Page extract.
╔══
# Does this baby make me look fat?



## msturm (Sep 18, 2019)

LOL. The weather warmed up to 30 above, so I took my son on a walkabout with the dog in search of birds. We didn't see any grouse. We did see two hares but they were too smart. We covered about 4 miles on trail and off. This was a test run for the front mount newborn carrier. Seems to work good. I can still shoot pretty accurately. I love Alaska this time of year. Now to find those dang birds!










Have a good one!

Msturm


----------



## blindshooter (Sep 3, 2010)

msturm said:


> LOL. The weather warmed up to 30 above, so I took my son on a walkabout with the dog in search of birds. We didn't see any grouse. We did see two hares but they were too smart. We covered about 4 miles on trail and off. This was a test run for the front mount newborn carrier. Seems to work good. I can still shoot pretty accurately. I love Alaska this time of year. Now to find those dang birds!
> 
> 
> 
> ...


That is the way to train them up.
Good on you!

Sent from my SM-G930V using Tapatalk


----------



## Reed Lukens (Aug 16, 2020)

Congratulations on your new son  I agree on Alaska being one of the greatest places to raise your family, it truly is a remarkable state.


----------



## flipgun (Nov 14, 2012)

Nice! I had a snugli like that for my daughter and Then she grew into a back pack carrier. That was great until she learned to steer by pulling my hair on the side she wanted to go.


----------



## KawKan (May 11, 2013)

Looking good! The little one seems to be snug as a bug in a rug.

No worries as long as you turn your hip toward the camera like that!

And don't let anyone take a photo from behind!

Congratulations on the offspring! Best wishes to all the family!


----------



## Got Bands (May 12, 2016)

it won't be long and he'll be out shooting you


----------



## Royleonard (Jun 30, 2017)

Makes you look smart.Giving that boy a great start on the best education he could ask for!!


----------



## Ibojoe (Mar 13, 2016)

Very awesome! You’re doing a great thing.


----------



## Tag (Jun 11, 2014)

Congratulations Thanks for sharing your wonderful experience


----------



## vince4242 (Jan 11, 2016)

Very cool getting your baby out in the nature so early. I had a business trip to Alaska for a week and absolutely loved it! It was summer so I worked all day, ate dinner and then hiked until 1 in the morning and then after a second dinner and tried to get to sleep and then did it again day after day. By the end of the week I was so exhausted I was ready for real sleep but such a beautiful country!


----------



## StringSlap (Mar 2, 2019)

Awesomeness!


----------
╚══
Records supplied.
╔══
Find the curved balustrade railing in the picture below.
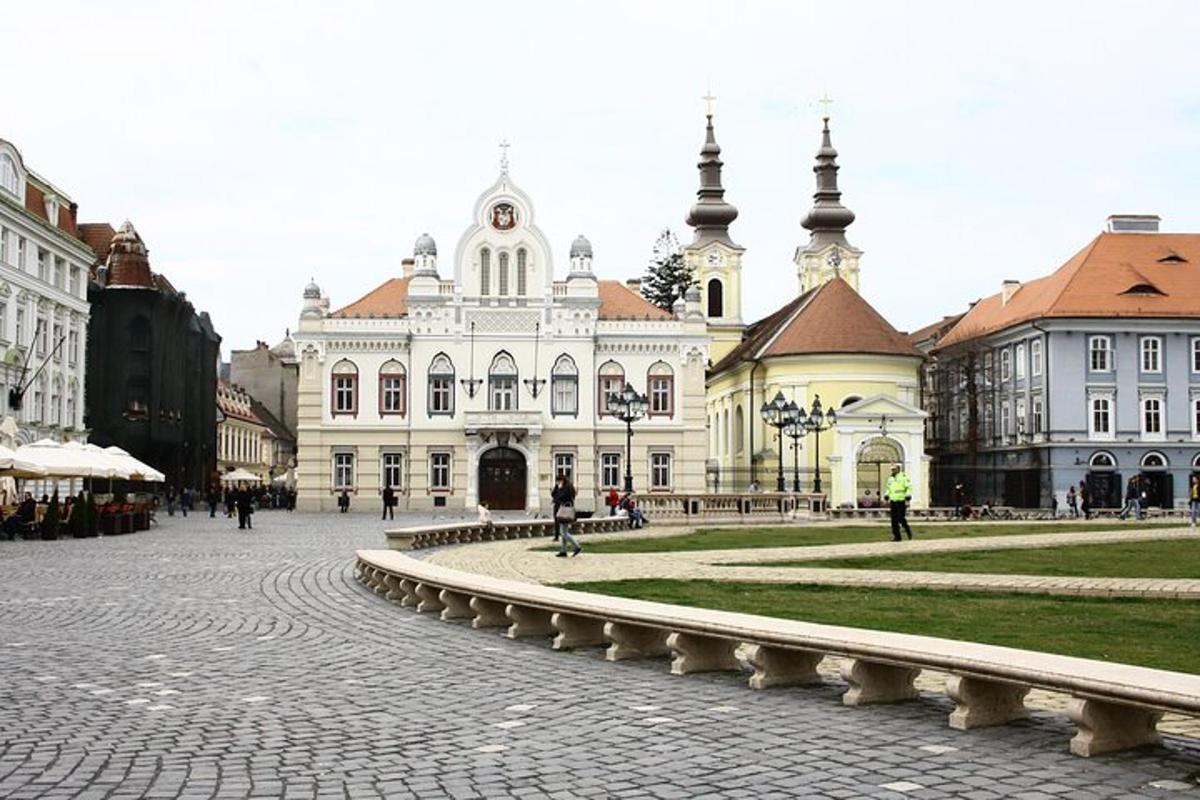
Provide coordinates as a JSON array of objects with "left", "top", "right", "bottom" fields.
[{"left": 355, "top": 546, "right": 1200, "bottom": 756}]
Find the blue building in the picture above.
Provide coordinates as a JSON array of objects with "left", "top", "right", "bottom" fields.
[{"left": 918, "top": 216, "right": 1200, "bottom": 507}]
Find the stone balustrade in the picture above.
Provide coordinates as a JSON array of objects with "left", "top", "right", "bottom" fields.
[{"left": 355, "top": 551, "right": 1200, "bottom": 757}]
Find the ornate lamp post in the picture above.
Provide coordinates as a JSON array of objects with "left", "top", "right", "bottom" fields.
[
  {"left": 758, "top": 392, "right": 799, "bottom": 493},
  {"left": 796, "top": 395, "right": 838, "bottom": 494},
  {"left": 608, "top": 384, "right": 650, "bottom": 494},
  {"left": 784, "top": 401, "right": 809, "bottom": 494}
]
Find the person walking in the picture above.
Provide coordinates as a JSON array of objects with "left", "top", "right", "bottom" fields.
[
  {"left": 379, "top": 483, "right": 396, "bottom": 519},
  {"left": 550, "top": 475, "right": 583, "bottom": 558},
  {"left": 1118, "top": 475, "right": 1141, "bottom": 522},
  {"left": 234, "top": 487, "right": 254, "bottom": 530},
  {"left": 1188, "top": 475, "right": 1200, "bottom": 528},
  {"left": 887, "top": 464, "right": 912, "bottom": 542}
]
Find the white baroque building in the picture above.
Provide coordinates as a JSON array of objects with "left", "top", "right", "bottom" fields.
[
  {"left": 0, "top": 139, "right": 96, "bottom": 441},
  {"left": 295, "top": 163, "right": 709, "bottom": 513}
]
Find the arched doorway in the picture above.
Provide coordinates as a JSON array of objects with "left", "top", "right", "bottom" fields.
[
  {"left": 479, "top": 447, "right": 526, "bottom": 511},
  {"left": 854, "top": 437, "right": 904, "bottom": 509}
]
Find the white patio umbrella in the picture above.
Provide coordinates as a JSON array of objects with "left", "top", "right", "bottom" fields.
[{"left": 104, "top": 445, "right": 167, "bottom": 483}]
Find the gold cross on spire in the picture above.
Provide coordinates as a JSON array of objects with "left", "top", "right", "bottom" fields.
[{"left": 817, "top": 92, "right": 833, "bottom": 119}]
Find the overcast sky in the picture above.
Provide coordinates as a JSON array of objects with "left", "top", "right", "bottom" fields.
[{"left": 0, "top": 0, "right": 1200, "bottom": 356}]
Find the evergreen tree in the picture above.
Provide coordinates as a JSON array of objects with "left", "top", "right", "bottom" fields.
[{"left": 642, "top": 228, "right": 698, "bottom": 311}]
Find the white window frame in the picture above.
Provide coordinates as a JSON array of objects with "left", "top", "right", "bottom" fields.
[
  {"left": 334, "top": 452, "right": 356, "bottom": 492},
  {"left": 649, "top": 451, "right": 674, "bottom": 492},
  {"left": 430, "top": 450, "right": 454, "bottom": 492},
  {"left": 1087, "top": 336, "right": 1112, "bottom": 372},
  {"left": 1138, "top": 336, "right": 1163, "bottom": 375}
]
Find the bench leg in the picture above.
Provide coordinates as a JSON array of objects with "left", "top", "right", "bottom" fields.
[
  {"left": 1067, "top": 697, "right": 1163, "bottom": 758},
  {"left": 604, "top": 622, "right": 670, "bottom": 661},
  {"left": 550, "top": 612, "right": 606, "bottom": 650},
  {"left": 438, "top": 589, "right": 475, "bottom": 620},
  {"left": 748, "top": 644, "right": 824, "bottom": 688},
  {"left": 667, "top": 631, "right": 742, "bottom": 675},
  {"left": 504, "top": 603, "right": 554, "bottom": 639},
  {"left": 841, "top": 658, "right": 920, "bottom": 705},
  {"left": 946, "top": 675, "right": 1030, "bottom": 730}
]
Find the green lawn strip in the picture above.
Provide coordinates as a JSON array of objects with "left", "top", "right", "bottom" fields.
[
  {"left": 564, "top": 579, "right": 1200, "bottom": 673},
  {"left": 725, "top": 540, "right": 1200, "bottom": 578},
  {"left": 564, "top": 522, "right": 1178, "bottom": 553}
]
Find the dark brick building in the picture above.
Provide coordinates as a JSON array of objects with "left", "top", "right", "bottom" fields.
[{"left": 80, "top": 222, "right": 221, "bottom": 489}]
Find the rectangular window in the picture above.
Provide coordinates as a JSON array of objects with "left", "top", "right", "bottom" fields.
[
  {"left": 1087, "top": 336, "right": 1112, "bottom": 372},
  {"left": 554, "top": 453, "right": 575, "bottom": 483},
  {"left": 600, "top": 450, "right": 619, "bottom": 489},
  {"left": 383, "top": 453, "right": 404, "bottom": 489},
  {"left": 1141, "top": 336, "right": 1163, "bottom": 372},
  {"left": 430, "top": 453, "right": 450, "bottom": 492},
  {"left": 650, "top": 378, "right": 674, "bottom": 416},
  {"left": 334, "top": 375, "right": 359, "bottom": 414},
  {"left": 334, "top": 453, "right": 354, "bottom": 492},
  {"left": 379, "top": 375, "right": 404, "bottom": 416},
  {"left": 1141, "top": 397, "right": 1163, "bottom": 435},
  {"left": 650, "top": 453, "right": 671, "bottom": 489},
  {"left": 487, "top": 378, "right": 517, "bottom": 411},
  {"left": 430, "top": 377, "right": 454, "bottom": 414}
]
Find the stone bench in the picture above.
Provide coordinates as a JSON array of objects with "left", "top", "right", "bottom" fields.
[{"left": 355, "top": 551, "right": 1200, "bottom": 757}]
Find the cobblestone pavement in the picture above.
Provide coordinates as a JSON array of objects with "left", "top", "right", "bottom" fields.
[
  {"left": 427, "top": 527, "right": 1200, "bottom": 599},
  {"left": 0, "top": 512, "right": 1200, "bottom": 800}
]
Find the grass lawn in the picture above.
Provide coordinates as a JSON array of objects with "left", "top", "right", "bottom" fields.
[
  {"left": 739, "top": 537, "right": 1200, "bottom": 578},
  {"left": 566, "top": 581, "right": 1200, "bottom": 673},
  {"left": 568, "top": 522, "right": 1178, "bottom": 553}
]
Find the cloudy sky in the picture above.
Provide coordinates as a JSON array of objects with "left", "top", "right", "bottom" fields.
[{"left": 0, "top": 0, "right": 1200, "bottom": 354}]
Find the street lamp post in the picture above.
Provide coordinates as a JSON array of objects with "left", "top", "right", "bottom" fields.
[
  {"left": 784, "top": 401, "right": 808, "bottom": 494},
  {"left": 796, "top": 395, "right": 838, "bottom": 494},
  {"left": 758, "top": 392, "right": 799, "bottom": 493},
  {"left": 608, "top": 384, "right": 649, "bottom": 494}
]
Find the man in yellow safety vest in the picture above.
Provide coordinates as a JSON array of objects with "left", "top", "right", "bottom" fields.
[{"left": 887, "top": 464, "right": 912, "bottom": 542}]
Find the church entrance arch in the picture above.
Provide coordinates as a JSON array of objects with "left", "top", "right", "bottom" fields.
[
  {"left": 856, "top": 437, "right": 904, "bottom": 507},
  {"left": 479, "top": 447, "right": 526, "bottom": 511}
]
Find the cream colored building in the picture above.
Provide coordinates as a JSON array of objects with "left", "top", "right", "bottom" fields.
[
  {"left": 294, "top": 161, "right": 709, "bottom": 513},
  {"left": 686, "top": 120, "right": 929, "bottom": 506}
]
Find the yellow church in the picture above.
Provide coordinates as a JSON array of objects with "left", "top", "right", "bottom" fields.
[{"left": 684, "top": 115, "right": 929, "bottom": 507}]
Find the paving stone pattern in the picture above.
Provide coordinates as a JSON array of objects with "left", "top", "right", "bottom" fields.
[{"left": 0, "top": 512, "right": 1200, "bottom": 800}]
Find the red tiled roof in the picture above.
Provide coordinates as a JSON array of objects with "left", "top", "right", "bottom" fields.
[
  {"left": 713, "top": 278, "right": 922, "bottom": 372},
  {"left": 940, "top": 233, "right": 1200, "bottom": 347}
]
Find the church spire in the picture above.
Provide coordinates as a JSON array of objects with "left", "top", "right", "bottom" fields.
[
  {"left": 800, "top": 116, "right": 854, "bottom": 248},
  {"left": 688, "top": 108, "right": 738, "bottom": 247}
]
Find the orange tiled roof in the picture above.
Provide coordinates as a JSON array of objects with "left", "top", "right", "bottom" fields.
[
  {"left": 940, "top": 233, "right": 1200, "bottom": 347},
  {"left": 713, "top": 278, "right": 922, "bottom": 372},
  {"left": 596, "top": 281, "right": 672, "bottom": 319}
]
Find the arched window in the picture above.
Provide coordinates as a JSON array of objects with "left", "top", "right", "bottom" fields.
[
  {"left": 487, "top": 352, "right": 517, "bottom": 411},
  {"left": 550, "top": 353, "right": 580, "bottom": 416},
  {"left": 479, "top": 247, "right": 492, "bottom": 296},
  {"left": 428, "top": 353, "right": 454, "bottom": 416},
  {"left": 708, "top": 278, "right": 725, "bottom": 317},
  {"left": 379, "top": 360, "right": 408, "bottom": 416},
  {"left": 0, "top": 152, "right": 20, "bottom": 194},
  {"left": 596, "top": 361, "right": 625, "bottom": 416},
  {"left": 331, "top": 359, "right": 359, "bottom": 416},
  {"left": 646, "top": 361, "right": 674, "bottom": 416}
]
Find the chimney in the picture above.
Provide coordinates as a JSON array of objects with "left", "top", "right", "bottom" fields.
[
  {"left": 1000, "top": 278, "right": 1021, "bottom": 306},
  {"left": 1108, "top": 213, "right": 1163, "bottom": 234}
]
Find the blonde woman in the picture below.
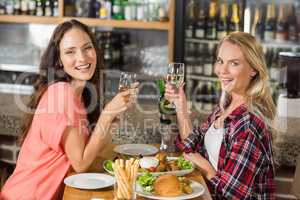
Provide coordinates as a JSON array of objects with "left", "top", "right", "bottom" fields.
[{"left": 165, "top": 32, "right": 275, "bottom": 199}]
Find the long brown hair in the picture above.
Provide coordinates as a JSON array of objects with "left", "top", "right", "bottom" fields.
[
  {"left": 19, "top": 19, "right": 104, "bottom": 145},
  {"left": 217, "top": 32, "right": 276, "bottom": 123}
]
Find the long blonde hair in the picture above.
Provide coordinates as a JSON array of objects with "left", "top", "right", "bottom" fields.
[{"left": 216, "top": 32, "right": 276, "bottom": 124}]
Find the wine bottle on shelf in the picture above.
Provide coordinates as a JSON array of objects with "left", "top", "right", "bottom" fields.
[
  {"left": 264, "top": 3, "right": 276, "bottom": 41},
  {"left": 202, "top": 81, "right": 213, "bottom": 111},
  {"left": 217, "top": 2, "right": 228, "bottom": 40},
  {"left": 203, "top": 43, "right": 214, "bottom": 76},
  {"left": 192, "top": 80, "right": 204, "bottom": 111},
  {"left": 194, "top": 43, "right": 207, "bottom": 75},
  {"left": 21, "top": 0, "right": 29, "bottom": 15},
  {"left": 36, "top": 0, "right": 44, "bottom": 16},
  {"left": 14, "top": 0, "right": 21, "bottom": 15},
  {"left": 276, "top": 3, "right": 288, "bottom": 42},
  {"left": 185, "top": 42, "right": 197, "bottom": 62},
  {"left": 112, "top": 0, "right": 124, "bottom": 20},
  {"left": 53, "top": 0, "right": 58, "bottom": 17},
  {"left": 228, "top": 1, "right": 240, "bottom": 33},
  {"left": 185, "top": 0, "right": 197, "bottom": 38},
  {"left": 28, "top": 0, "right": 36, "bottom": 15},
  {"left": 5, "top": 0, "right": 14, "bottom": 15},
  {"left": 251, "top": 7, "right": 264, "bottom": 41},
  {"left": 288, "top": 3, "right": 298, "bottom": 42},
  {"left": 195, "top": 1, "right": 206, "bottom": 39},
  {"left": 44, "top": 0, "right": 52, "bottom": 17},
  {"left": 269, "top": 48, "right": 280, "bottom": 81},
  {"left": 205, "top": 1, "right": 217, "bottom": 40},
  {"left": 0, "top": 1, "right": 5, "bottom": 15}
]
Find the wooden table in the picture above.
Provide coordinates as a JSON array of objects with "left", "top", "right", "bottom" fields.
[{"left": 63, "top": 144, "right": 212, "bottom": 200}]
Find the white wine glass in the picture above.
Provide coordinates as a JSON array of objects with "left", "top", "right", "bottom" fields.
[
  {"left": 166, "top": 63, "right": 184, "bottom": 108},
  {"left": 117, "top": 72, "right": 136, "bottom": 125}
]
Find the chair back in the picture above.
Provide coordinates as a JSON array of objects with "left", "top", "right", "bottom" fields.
╚══
What to do.
**a)** Answer these questions about the forum thread:
(i) How many hares did msturm see on the walk?
(ii) How did flipgun's daughter learn to steer from the back pack carrier?
(iii) Until what hour did vince4242 hike after dinner during the Alaska trip?
**b)** Gather every line of the rows that contains the string "wine".
The forum thread and the rows have no connection to each other.

Answers to the tasks.
**a)**
(i) Two.
(ii) By pulling flipgun's hair on the side she wanted to go.
(iii) Until 1 in the morning.

**b)**
Find the wine bottle on shelf in the picture above.
Find the white wine glass in the picture above.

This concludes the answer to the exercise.